### EXERCISE DESCRIPTION
Give back every line of the material below that has the string "cloud".

====== RECORDS SHOWN ======

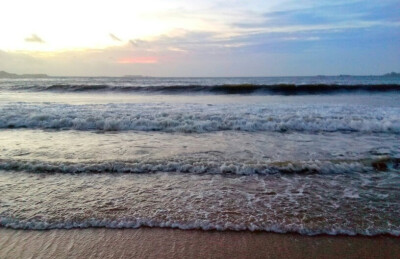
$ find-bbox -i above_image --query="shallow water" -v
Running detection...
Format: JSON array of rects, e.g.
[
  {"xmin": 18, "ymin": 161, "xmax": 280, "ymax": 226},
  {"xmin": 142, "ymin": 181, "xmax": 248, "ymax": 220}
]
[
  {"xmin": 0, "ymin": 77, "xmax": 399, "ymax": 235},
  {"xmin": 1, "ymin": 170, "xmax": 400, "ymax": 235}
]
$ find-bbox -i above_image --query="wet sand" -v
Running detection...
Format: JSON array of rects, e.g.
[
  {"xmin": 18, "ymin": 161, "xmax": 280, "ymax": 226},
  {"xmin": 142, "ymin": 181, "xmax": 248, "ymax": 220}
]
[{"xmin": 0, "ymin": 228, "xmax": 399, "ymax": 259}]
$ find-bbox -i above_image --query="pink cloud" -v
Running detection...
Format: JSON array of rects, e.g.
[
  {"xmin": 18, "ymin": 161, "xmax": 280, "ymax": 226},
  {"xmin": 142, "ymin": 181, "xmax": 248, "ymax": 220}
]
[{"xmin": 117, "ymin": 57, "xmax": 158, "ymax": 64}]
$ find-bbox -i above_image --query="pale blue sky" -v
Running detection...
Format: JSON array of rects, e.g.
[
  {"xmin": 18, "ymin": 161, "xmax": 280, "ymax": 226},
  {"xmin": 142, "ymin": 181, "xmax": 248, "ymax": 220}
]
[{"xmin": 0, "ymin": 0, "xmax": 399, "ymax": 76}]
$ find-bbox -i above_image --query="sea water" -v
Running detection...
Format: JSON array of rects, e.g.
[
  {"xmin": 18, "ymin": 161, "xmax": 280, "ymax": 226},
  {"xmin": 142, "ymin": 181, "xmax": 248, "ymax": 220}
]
[{"xmin": 0, "ymin": 76, "xmax": 399, "ymax": 235}]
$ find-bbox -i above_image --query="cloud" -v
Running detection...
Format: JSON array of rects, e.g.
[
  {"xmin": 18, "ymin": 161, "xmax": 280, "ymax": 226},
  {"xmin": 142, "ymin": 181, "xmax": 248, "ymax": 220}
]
[
  {"xmin": 109, "ymin": 33, "xmax": 122, "ymax": 42},
  {"xmin": 129, "ymin": 39, "xmax": 147, "ymax": 47},
  {"xmin": 117, "ymin": 57, "xmax": 158, "ymax": 64},
  {"xmin": 1, "ymin": 0, "xmax": 399, "ymax": 76},
  {"xmin": 25, "ymin": 34, "xmax": 45, "ymax": 43},
  {"xmin": 229, "ymin": 0, "xmax": 400, "ymax": 40},
  {"xmin": 135, "ymin": 30, "xmax": 221, "ymax": 52},
  {"xmin": 282, "ymin": 36, "xmax": 321, "ymax": 41},
  {"xmin": 168, "ymin": 47, "xmax": 187, "ymax": 52}
]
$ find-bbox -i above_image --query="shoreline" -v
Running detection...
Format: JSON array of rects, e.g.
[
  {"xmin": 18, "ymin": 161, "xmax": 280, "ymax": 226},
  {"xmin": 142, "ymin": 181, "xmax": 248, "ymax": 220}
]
[{"xmin": 1, "ymin": 228, "xmax": 399, "ymax": 259}]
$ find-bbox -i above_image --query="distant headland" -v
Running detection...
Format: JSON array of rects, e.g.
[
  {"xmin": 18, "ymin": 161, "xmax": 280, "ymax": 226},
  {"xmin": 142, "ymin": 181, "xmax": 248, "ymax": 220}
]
[
  {"xmin": 0, "ymin": 71, "xmax": 49, "ymax": 79},
  {"xmin": 382, "ymin": 72, "xmax": 400, "ymax": 77},
  {"xmin": 0, "ymin": 70, "xmax": 399, "ymax": 78}
]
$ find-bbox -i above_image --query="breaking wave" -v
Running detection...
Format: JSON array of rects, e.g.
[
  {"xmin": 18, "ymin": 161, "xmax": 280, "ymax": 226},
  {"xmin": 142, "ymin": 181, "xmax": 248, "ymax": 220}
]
[
  {"xmin": 1, "ymin": 157, "xmax": 398, "ymax": 175},
  {"xmin": 7, "ymin": 83, "xmax": 400, "ymax": 94},
  {"xmin": 1, "ymin": 216, "xmax": 399, "ymax": 236},
  {"xmin": 1, "ymin": 103, "xmax": 399, "ymax": 133}
]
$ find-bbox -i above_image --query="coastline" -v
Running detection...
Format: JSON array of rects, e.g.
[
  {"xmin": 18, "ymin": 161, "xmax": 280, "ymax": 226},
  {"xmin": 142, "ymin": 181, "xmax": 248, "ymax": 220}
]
[{"xmin": 1, "ymin": 228, "xmax": 399, "ymax": 259}]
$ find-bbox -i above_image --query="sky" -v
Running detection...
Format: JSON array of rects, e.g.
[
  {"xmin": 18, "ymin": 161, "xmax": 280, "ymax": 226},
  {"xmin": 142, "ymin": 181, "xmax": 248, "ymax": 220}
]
[{"xmin": 0, "ymin": 0, "xmax": 399, "ymax": 76}]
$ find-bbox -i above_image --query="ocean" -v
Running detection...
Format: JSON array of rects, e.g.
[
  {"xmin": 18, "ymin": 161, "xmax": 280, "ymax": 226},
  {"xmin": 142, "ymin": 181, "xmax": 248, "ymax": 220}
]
[{"xmin": 0, "ymin": 76, "xmax": 399, "ymax": 236}]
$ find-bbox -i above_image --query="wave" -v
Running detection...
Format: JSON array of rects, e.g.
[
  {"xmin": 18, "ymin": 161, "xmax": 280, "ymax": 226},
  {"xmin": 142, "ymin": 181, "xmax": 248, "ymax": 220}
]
[
  {"xmin": 7, "ymin": 83, "xmax": 400, "ymax": 94},
  {"xmin": 1, "ymin": 157, "xmax": 398, "ymax": 175},
  {"xmin": 1, "ymin": 216, "xmax": 399, "ymax": 236},
  {"xmin": 1, "ymin": 103, "xmax": 399, "ymax": 133},
  {"xmin": 1, "ymin": 156, "xmax": 399, "ymax": 236}
]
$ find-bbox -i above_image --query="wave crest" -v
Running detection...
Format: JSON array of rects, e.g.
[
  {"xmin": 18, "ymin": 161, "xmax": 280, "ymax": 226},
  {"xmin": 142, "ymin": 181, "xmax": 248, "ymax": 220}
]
[
  {"xmin": 8, "ymin": 83, "xmax": 400, "ymax": 94},
  {"xmin": 1, "ymin": 157, "xmax": 398, "ymax": 175},
  {"xmin": 1, "ymin": 103, "xmax": 399, "ymax": 133}
]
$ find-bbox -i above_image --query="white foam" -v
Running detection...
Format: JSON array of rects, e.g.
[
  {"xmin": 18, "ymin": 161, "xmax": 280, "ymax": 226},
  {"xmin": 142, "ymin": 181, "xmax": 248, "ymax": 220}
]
[
  {"xmin": 0, "ymin": 158, "xmax": 376, "ymax": 175},
  {"xmin": 0, "ymin": 103, "xmax": 399, "ymax": 133},
  {"xmin": 1, "ymin": 216, "xmax": 399, "ymax": 236}
]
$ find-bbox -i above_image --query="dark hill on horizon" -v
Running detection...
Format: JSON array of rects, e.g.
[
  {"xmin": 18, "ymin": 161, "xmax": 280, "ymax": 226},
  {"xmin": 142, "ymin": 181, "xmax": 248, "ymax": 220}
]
[{"xmin": 0, "ymin": 71, "xmax": 48, "ymax": 78}]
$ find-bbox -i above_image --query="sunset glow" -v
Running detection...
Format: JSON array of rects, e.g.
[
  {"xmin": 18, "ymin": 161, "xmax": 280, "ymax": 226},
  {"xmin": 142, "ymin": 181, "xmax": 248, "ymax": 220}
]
[
  {"xmin": 117, "ymin": 57, "xmax": 158, "ymax": 64},
  {"xmin": 0, "ymin": 0, "xmax": 399, "ymax": 76}
]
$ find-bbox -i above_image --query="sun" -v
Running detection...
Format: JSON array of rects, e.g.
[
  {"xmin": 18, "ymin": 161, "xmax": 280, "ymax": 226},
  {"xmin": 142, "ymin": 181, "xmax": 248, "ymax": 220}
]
[{"xmin": 0, "ymin": 0, "xmax": 191, "ymax": 52}]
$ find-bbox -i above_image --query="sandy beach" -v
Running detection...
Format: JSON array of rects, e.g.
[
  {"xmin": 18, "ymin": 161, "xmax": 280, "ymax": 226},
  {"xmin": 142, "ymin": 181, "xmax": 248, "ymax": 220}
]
[
  {"xmin": 2, "ymin": 0, "xmax": 400, "ymax": 258},
  {"xmin": 1, "ymin": 228, "xmax": 399, "ymax": 259}
]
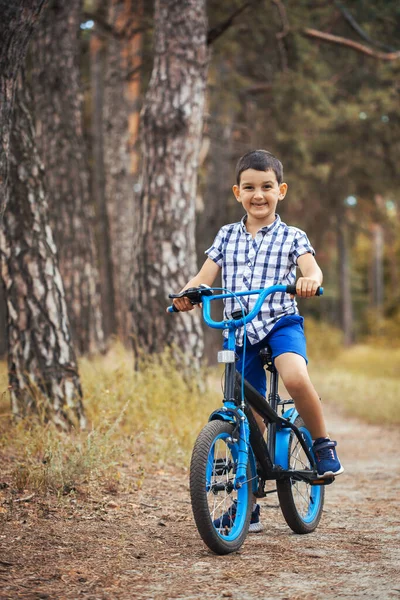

======

### REPLY TO THE TASK
$ find-bbox -i above_image --query="pink cloud" -v
$ find-bbox -i above_image --query="cloud" -v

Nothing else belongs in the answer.